- EXERCISE GOAL
Copy all of the material below, line for line.

---

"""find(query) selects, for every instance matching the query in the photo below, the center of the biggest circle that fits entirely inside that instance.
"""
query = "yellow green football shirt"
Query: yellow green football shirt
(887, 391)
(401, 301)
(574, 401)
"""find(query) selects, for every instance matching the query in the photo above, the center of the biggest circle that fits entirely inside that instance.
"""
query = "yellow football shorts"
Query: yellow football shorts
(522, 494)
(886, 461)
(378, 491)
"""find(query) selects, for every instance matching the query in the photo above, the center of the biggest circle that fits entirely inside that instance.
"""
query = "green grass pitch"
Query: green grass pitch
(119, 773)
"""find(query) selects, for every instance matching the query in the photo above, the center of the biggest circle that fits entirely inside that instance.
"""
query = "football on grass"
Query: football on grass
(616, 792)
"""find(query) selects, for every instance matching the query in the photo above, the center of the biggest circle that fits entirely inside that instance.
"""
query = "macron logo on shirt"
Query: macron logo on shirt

---

- RESPONSE TO THE EXERCISE
"""find(query) selects, for every instance matching the query in the photo below, the center of the biggest circle that fits entirely inside that instance.
"""
query = "yellow green football shirt"
Query: yellow green football shirt
(887, 391)
(401, 301)
(574, 401)
"""find(query) selects, for every instance matching the query in the photo above, the center of the biggest circle that fits entirely inside that instance.
"""
query = "yellow football shorts"
Query: yellow football shorts
(522, 494)
(886, 461)
(378, 491)
"""find(query) selects, for every instance matching the query in the photo above, the center of the biggest circle that fits entirely inside that instance.
"""
query = "green grass pitch"
Query: green grass pitch
(119, 773)
"""find(query) selects, for every instance matching the query in the photo above, the center of the biggest circle that fits entirely inside that instance.
"""
query = "football on grass"
Query: football on grass
(616, 792)
"""find(query) selects, for every instance matching the query in the photo above, the center of the biggest circle that fits entirely inside that instance.
"""
query = "macron logo on shirt"
Query: macron logo on shirt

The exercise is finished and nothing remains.